**Data to process**:
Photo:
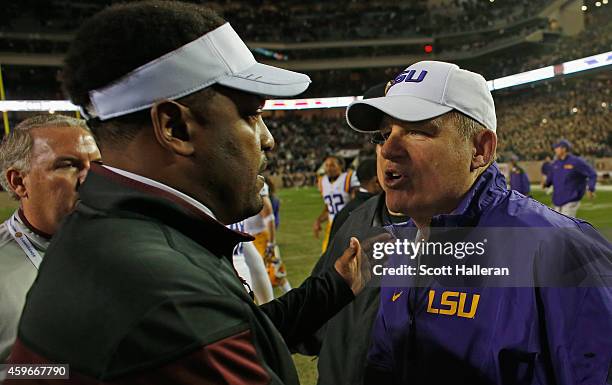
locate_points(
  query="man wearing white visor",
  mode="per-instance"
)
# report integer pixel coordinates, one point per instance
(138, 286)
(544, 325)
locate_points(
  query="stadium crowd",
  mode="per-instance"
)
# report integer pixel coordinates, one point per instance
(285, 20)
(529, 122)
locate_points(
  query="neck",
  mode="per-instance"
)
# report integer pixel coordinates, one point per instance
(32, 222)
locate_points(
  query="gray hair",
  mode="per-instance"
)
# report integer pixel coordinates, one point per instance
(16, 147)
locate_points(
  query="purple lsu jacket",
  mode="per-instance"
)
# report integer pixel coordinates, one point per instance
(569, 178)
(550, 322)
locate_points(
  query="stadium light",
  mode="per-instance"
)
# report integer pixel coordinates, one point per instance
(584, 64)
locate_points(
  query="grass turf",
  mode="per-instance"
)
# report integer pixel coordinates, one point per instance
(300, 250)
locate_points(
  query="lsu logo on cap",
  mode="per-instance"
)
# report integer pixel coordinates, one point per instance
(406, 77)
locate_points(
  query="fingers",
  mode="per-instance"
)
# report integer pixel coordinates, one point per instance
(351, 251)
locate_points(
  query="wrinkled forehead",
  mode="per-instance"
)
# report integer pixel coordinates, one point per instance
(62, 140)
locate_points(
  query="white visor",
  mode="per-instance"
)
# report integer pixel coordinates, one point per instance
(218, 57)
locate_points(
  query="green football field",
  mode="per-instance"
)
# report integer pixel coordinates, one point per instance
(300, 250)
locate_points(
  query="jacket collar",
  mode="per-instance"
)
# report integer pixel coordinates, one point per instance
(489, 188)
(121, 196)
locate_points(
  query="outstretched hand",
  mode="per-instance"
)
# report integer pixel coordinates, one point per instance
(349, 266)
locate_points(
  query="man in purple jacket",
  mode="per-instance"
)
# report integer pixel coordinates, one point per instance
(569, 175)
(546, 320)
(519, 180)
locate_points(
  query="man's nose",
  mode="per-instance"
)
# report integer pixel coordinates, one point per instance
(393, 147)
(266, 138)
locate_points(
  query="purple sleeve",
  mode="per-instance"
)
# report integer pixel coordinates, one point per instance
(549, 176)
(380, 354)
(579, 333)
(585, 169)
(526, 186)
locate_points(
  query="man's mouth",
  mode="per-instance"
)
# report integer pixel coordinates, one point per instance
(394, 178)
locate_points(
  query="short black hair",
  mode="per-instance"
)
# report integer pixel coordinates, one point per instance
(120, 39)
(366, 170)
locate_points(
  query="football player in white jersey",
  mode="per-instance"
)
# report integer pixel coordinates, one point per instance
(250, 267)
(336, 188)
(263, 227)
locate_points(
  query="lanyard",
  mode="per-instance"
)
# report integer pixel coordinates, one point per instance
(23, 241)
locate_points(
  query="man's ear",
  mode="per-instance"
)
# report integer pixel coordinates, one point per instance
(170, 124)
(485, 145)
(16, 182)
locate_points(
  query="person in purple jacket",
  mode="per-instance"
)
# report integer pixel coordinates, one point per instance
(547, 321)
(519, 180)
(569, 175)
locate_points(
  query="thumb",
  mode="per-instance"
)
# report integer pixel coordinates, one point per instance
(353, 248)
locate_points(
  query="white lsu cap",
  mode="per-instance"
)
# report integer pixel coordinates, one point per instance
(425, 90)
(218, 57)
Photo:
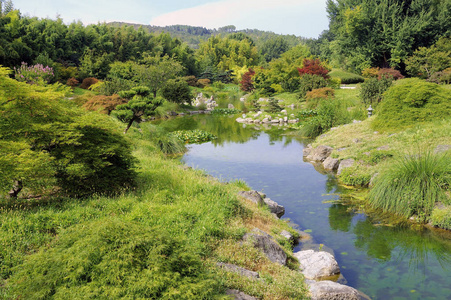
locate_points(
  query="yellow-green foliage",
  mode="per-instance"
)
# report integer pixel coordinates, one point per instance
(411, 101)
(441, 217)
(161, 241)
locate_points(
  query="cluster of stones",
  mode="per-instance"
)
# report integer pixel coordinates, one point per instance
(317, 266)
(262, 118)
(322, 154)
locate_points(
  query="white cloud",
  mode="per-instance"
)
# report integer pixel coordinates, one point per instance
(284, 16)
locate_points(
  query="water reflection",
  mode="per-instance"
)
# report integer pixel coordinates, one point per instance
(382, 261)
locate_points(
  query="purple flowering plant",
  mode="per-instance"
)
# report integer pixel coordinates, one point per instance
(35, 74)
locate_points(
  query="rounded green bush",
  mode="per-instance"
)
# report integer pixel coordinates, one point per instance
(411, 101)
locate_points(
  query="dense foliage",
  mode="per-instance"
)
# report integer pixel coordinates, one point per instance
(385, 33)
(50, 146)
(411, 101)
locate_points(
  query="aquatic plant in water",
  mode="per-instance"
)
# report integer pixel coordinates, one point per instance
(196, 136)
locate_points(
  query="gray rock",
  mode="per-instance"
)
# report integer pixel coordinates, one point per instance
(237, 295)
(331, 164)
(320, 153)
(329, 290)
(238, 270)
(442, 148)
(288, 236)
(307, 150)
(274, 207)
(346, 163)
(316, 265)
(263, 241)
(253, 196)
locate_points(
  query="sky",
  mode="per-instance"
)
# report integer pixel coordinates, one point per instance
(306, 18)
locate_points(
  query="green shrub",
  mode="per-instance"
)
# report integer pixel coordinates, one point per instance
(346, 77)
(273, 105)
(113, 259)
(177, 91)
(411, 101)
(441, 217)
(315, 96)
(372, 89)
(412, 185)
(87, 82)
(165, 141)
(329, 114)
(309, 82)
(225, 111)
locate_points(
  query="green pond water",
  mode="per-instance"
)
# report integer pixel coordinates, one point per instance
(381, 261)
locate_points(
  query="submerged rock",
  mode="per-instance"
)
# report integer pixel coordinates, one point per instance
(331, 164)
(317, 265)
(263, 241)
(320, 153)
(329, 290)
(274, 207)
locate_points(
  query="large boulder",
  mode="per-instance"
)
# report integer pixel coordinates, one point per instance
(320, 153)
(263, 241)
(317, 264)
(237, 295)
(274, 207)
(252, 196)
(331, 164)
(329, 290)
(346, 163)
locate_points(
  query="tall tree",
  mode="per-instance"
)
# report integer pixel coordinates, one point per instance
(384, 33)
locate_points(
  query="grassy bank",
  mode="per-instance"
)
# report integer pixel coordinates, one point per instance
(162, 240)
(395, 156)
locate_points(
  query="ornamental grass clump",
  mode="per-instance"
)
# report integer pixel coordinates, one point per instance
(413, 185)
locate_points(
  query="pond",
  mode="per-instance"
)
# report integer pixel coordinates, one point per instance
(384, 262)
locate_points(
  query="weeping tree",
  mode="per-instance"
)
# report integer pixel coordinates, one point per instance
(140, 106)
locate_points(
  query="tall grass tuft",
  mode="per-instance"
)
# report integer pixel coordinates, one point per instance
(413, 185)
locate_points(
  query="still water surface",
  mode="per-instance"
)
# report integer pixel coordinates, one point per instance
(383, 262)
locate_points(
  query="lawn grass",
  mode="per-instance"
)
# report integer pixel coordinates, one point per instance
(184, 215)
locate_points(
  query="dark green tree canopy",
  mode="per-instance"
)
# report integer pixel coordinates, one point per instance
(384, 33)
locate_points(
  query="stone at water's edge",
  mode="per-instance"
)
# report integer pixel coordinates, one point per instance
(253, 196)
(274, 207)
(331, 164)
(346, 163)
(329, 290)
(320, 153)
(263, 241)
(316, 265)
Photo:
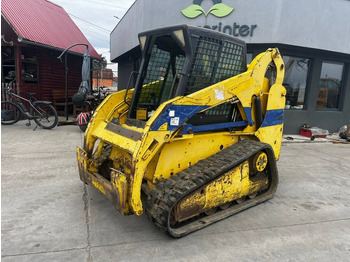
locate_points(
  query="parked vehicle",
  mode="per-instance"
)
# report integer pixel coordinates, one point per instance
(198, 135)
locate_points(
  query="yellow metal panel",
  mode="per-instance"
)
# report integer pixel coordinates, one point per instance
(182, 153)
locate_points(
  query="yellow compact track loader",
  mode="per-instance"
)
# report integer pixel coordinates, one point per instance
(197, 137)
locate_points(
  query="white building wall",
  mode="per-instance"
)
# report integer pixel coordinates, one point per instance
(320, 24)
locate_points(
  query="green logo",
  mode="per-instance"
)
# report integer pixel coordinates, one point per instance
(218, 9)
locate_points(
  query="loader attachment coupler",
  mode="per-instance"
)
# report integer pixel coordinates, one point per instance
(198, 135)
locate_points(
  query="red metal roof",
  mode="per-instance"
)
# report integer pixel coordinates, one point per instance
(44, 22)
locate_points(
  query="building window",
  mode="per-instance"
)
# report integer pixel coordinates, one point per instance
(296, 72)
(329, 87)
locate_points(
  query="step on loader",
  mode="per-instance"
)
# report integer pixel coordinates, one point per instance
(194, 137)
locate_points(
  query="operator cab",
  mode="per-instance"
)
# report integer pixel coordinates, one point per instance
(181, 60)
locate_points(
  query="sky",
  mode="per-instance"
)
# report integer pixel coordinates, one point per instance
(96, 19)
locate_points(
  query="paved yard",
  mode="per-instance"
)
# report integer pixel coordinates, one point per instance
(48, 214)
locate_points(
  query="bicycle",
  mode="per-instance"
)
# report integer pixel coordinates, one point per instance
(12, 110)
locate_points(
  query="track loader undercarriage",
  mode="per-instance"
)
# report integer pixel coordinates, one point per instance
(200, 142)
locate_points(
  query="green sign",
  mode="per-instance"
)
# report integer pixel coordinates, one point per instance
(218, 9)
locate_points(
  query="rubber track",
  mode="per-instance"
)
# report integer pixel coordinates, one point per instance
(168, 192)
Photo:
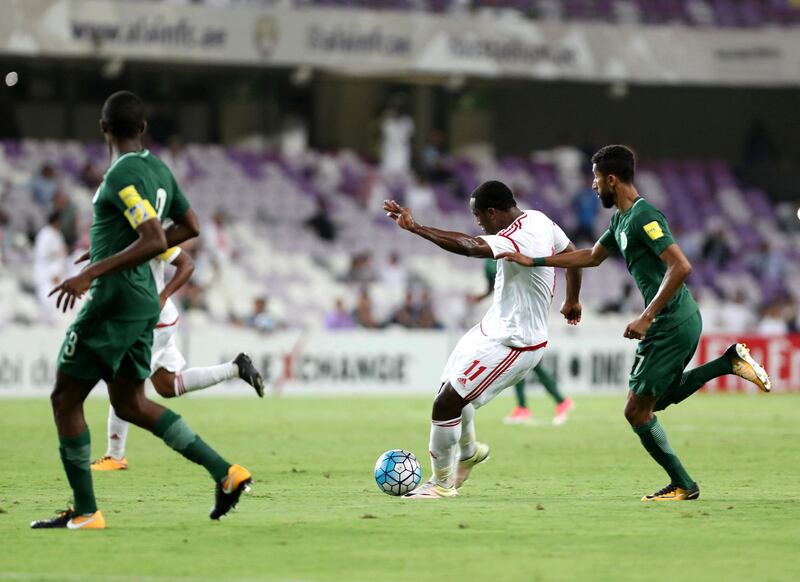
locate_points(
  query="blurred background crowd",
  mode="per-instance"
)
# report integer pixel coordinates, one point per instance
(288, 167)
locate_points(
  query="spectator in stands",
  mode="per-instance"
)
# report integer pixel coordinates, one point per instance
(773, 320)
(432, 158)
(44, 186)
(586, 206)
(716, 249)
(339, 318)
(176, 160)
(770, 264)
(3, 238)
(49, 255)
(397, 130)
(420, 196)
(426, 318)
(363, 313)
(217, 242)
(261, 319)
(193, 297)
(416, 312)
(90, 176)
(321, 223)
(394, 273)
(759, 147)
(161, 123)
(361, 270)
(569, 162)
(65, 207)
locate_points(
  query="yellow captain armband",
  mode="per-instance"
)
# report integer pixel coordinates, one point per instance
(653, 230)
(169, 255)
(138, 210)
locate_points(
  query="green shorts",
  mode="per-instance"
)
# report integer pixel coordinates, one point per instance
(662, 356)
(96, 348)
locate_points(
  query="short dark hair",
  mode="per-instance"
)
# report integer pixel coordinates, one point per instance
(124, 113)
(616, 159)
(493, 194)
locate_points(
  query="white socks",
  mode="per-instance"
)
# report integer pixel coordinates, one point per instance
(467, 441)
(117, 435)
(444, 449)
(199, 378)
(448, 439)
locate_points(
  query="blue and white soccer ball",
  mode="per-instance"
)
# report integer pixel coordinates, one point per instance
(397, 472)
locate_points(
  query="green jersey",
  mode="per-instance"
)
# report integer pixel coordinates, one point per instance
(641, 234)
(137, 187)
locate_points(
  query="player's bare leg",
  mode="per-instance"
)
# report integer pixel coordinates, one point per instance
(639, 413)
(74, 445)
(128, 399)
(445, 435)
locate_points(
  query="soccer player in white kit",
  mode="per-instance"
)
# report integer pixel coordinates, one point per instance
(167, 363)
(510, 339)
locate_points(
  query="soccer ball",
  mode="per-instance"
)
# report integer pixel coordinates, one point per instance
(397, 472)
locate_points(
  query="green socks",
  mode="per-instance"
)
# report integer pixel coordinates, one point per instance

**Exercise prompt**: All lines with the string "white" must be copied from the data.

**Task answer**:
  query="man wearing white visor",
  query="white visor",
  query="football player in white jersey",
  query="white lsu cap",
  query="white cloud",
  query="white building wall",
  query="white socks",
  query="blue and white soccer ball",
  query="soccer player in white kit",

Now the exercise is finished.